> **Objectif de la tâche**:
Pouvez-vous recopier à l'identique, dans l'extrait sur le groupe de l'Oklahoma, le passage qui s'ouvre sur les mots contenant "Après leurs trois" et se referme sur "disque en 1991." ?

Après leurs trois derniers albums unanimement célébrés par la critique et le public, le groupe le plus réjouissant de l’Oklahoma, après feu Dwight Twilley Band, fait aujourd’hui l’objet de fouilles archéologiques, mettant en avant son passé sonique. Ce triple et ce double CD reviennent en effet sur la petite décennie qui s’est écoulée entre les débuts en pétard des Lips en 1983 et leur miraculeuse signature sur une multinationale du disque en 1991.

> **Lignes affichées**:
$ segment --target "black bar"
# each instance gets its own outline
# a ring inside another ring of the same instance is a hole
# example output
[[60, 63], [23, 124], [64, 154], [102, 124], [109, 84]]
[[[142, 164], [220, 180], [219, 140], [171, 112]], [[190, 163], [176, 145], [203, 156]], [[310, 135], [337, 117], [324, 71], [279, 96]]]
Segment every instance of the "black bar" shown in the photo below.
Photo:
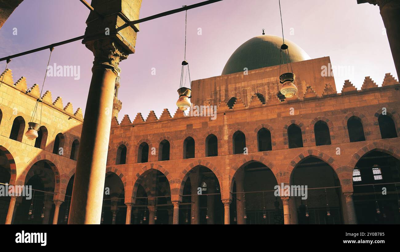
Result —
[[[126, 28], [126, 27], [128, 27], [128, 26], [130, 26], [131, 25], [133, 25], [136, 24], [138, 24], [139, 23], [145, 22], [146, 21], [148, 21], [149, 20], [152, 20], [153, 19], [155, 19], [156, 18], [160, 18], [161, 17], [168, 16], [168, 15], [171, 15], [171, 14], [177, 13], [178, 12], [182, 12], [184, 10], [190, 10], [190, 9], [196, 8], [197, 7], [204, 6], [204, 5], [206, 5], [207, 4], [212, 4], [217, 2], [220, 2], [221, 1], [223, 1], [223, 0], [208, 0], [208, 1], [205, 1], [204, 2], [201, 2], [198, 3], [198, 4], [192, 4], [192, 5], [189, 5], [184, 7], [182, 7], [182, 8], [179, 8], [179, 9], [176, 9], [175, 10], [172, 10], [165, 12], [164, 12], [160, 13], [159, 14], [154, 15], [152, 16], [150, 16], [150, 17], [144, 18], [142, 18], [141, 19], [138, 19], [137, 20], [134, 20], [133, 21], [131, 21], [129, 23], [126, 23], [125, 24], [122, 26], [121, 26], [121, 27], [120, 27], [120, 28], [117, 30], [117, 32], [120, 30], [122, 30], [124, 28]], [[82, 0], [80, 0], [80, 1], [81, 2], [82, 2]], [[3, 61], [6, 60], [6, 59], [12, 59], [13, 58], [16, 58], [17, 57], [19, 57], [21, 56], [26, 55], [27, 54], [29, 54], [30, 53], [36, 53], [36, 52], [39, 51], [42, 51], [43, 50], [45, 50], [46, 49], [48, 49], [51, 48], [51, 47], [58, 46], [58, 45], [65, 45], [65, 44], [68, 44], [68, 43], [71, 43], [72, 42], [74, 42], [75, 41], [77, 41], [78, 40], [83, 39], [84, 38], [84, 37], [85, 37], [84, 35], [83, 35], [82, 36], [80, 36], [79, 37], [74, 37], [74, 38], [70, 39], [69, 39], [64, 40], [64, 41], [62, 41], [61, 42], [59, 42], [56, 43], [54, 43], [54, 44], [52, 44], [51, 45], [48, 45], [42, 46], [42, 47], [39, 47], [38, 48], [36, 48], [36, 49], [32, 49], [32, 50], [30, 50], [29, 51], [24, 51], [22, 53], [17, 53], [16, 54], [14, 54], [14, 55], [10, 55], [6, 57], [3, 57], [0, 59], [0, 61]]]

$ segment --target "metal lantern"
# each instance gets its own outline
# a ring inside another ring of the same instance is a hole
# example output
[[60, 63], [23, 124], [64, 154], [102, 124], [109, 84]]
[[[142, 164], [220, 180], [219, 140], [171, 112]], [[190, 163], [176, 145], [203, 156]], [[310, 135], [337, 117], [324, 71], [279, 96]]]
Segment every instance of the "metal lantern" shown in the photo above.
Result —
[[176, 106], [180, 110], [186, 110], [190, 106], [192, 103], [189, 99], [192, 97], [190, 95], [191, 93], [192, 89], [187, 87], [181, 87], [178, 90], [179, 98], [176, 102]]
[[291, 98], [297, 93], [297, 87], [293, 82], [296, 75], [292, 73], [286, 73], [280, 75], [279, 79], [283, 85], [280, 89], [280, 93], [286, 98]]
[[40, 127], [40, 125], [32, 122], [28, 123], [28, 131], [25, 133], [25, 136], [29, 140], [33, 140], [39, 136], [38, 131], [39, 131], [39, 128]]

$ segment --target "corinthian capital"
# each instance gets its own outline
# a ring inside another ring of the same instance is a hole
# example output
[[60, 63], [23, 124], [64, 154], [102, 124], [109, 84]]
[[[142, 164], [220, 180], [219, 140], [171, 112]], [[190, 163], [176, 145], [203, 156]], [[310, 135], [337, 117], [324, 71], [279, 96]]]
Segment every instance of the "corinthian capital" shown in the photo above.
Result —
[[120, 62], [128, 58], [128, 53], [112, 39], [100, 39], [88, 41], [85, 45], [94, 55], [94, 65], [108, 65], [112, 67], [116, 73], [118, 72]]

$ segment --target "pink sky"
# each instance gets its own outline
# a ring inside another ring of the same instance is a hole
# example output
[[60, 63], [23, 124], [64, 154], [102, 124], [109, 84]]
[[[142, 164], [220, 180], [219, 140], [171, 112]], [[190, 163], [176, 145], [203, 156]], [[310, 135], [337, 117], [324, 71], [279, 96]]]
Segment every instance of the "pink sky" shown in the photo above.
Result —
[[[140, 17], [201, 1], [144, 0]], [[359, 89], [366, 76], [380, 85], [386, 73], [398, 79], [378, 6], [357, 4], [356, 0], [281, 2], [285, 38], [312, 59], [329, 56], [333, 65], [354, 67], [354, 76], [335, 77], [338, 92], [348, 79]], [[78, 0], [24, 1], [0, 30], [0, 57], [83, 35], [89, 11]], [[120, 121], [125, 114], [133, 120], [139, 112], [146, 118], [151, 110], [159, 117], [165, 108], [174, 114], [184, 56], [184, 15], [182, 12], [140, 25], [136, 53], [120, 64]], [[262, 28], [266, 34], [281, 35], [278, 0], [224, 0], [190, 10], [188, 18], [186, 59], [192, 80], [220, 75], [235, 50], [260, 35]], [[14, 28], [16, 35], [12, 34]], [[201, 35], [197, 35], [199, 28]], [[49, 53], [46, 50], [13, 59], [8, 68], [14, 81], [23, 76], [28, 86], [41, 86]], [[93, 60], [92, 53], [80, 41], [56, 47], [50, 64], [80, 66], [80, 78], [48, 77], [44, 90], [51, 91], [53, 100], [61, 96], [64, 106], [70, 102], [74, 110], [80, 107], [84, 110]], [[155, 75], [151, 74], [153, 67]]]

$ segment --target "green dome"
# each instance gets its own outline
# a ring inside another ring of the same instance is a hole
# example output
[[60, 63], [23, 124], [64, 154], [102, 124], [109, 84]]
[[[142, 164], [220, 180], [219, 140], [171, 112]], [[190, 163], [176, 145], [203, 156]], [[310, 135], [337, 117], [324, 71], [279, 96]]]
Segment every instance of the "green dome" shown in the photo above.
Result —
[[[280, 46], [282, 43], [282, 37], [273, 35], [258, 36], [248, 40], [229, 58], [222, 75], [243, 72], [245, 67], [252, 70], [279, 65]], [[291, 62], [311, 59], [304, 50], [292, 42], [285, 39], [285, 43], [289, 47]], [[282, 51], [282, 58], [284, 58], [287, 51]], [[286, 60], [284, 62], [286, 63]]]

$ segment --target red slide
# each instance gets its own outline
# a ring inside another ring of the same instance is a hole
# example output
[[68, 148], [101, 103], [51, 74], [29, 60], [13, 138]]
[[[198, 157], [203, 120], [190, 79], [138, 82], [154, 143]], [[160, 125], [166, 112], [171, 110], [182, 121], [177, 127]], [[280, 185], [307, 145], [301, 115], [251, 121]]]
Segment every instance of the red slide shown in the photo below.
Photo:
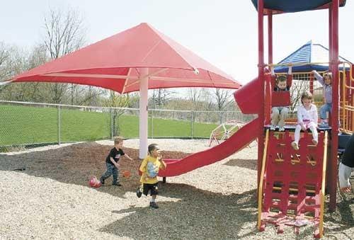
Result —
[[182, 159], [164, 159], [167, 168], [166, 170], [160, 170], [159, 176], [161, 177], [178, 176], [222, 160], [249, 144], [258, 137], [258, 133], [259, 121], [256, 118], [217, 146], [193, 154]]

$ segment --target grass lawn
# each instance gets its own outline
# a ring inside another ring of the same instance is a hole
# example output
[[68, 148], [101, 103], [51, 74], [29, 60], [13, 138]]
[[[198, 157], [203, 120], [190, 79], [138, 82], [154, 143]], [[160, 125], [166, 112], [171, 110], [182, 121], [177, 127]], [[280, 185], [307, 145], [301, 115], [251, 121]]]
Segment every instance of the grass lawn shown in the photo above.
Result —
[[[55, 107], [0, 105], [0, 146], [60, 141], [93, 141], [110, 138], [110, 114]], [[60, 122], [60, 125], [59, 122]], [[152, 124], [153, 123], [153, 124]], [[190, 137], [190, 121], [154, 118], [148, 120], [149, 137]], [[59, 127], [58, 126], [60, 126]], [[121, 115], [119, 135], [125, 138], [139, 136], [139, 118]], [[193, 137], [209, 138], [217, 125], [193, 122]]]

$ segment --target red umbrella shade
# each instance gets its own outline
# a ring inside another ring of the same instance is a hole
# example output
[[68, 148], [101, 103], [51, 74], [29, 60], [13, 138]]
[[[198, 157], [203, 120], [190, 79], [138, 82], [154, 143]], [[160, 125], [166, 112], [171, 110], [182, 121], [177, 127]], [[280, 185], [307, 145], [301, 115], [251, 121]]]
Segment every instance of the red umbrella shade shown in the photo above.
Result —
[[[142, 75], [141, 69], [148, 69]], [[13, 82], [45, 81], [100, 86], [129, 93], [139, 79], [149, 88], [212, 87], [241, 84], [147, 23], [118, 33], [16, 76]]]

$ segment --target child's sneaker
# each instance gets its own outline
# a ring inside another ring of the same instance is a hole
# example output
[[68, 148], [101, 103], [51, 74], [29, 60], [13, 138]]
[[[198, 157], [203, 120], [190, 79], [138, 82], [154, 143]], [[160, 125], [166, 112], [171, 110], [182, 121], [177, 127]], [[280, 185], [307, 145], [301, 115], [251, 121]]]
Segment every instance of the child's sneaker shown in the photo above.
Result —
[[137, 197], [138, 198], [140, 198], [142, 197], [142, 193], [140, 190], [140, 187], [139, 187], [139, 188], [137, 188]]
[[159, 206], [155, 202], [150, 202], [150, 207], [157, 209], [159, 208]]
[[326, 127], [328, 126], [329, 126], [329, 123], [326, 122], [321, 122], [319, 124], [319, 127]]
[[296, 142], [292, 142], [291, 143], [291, 147], [292, 147], [292, 148], [295, 150], [299, 150], [299, 146]]

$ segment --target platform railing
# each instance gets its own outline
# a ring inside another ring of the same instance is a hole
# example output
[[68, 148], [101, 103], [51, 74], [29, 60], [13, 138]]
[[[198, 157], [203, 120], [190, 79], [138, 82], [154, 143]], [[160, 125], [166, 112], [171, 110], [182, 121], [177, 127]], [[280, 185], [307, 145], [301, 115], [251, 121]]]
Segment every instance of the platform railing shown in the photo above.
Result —
[[[285, 63], [285, 64], [273, 64], [267, 65], [270, 68], [276, 67], [297, 67], [304, 65], [328, 65], [329, 62], [294, 62], [294, 63]], [[341, 130], [346, 133], [354, 132], [354, 79], [353, 77], [353, 66], [350, 62], [341, 62], [340, 67], [341, 70], [339, 71], [339, 85], [341, 88], [342, 96], [339, 101], [339, 120], [341, 122]], [[346, 69], [348, 69], [349, 71]], [[325, 72], [319, 72], [319, 74], [323, 74]], [[285, 73], [280, 73], [285, 74]], [[322, 93], [319, 93], [319, 89], [318, 84], [316, 84], [316, 80], [313, 74], [309, 72], [293, 72], [292, 79], [293, 84], [296, 81], [308, 81], [308, 84], [301, 84], [301, 86], [292, 86], [290, 88], [292, 105], [289, 118], [287, 120], [287, 123], [295, 123], [297, 122], [295, 112], [294, 111], [295, 106], [299, 103], [299, 95], [302, 91], [309, 91], [314, 95], [314, 103], [319, 107], [322, 105], [322, 98], [319, 99]], [[349, 74], [347, 76], [347, 74]], [[346, 79], [348, 80], [346, 80]], [[295, 88], [297, 89], [295, 89]], [[295, 93], [297, 91], [297, 93]]]

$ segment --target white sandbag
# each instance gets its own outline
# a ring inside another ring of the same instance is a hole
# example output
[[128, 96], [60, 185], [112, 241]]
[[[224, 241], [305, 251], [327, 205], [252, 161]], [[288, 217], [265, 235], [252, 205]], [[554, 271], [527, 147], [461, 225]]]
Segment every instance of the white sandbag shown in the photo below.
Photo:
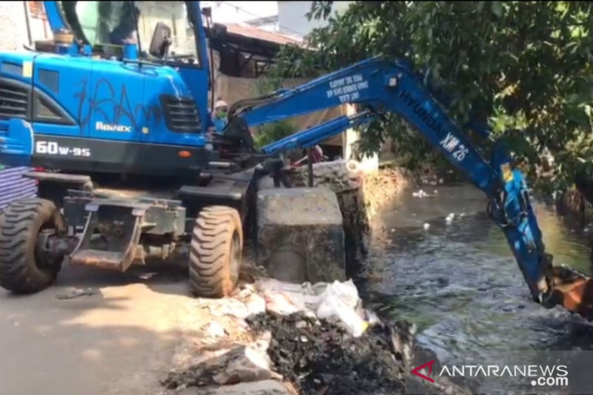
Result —
[[366, 330], [368, 323], [356, 312], [359, 302], [358, 290], [352, 280], [344, 282], [334, 281], [327, 287], [320, 297], [317, 318], [337, 322], [356, 337]]

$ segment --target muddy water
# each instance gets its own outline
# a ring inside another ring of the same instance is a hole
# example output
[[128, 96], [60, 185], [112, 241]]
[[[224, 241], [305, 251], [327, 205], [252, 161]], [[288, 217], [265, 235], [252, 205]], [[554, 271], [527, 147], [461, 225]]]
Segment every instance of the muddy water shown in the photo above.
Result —
[[[380, 216], [360, 284], [372, 307], [415, 323], [419, 342], [444, 363], [500, 363], [501, 355], [522, 349], [593, 343], [593, 331], [578, 317], [531, 301], [480, 191], [467, 185], [423, 189], [435, 195], [407, 191]], [[554, 263], [590, 274], [584, 238], [553, 208], [535, 208]]]

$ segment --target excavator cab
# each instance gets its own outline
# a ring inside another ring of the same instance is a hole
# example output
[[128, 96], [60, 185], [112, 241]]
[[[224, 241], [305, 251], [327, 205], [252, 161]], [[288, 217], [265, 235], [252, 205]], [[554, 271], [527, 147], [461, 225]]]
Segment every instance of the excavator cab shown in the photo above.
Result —
[[141, 174], [158, 155], [151, 174], [203, 168], [211, 82], [199, 2], [44, 4], [53, 39], [0, 53], [0, 159]]

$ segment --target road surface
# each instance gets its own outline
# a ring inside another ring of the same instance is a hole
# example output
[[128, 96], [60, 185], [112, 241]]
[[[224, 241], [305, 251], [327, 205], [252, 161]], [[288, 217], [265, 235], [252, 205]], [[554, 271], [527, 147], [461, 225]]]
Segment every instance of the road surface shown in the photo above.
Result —
[[[40, 293], [0, 288], [1, 393], [160, 393], [192, 298], [183, 269], [138, 269], [65, 266]], [[73, 287], [95, 293], [60, 298]]]

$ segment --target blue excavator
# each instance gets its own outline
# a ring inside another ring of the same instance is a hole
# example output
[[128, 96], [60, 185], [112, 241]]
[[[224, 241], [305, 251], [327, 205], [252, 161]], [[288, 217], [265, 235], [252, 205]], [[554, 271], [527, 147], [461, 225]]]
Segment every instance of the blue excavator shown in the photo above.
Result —
[[[223, 133], [213, 134], [207, 38], [224, 31], [207, 26], [209, 9], [167, 3], [179, 7], [192, 43], [173, 55], [173, 30], [159, 20], [157, 2], [44, 4], [53, 38], [0, 53], [0, 163], [30, 167], [26, 176], [39, 191], [0, 214], [4, 288], [38, 292], [63, 262], [124, 271], [184, 246], [194, 293], [227, 296], [253, 231], [257, 180], [270, 175], [289, 187], [283, 153], [393, 113], [484, 191], [533, 300], [593, 317], [593, 282], [552, 264], [525, 179], [504, 144], [479, 152], [405, 62], [369, 59], [240, 101]], [[147, 25], [154, 31], [142, 42], [139, 30]], [[345, 104], [358, 113], [254, 147], [250, 127]]]

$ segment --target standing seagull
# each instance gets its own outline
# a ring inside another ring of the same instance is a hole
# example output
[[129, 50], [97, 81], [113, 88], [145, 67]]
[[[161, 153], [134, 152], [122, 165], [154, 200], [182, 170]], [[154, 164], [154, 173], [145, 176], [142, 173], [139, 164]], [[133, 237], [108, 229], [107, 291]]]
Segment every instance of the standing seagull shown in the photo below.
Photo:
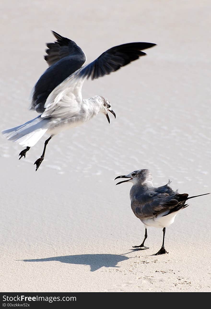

> **Réponse attendue**:
Après leurs trois derniers albums unanimement célébrés par la critique et le public, le groupe le plus réjouissant de l’Oklahoma, après feu Dwight Twilley Band, fait aujourd’hui l’objet de fouilles archéologiques, mettant en avant son passé sonique. Ce triple et ce double CD reviennent en effet sur la petite décennie qui s’est écoulée entre les débuts en pétard des Lips en 1983 et leur miraculeuse signature sur une multinationale du disque en 1991.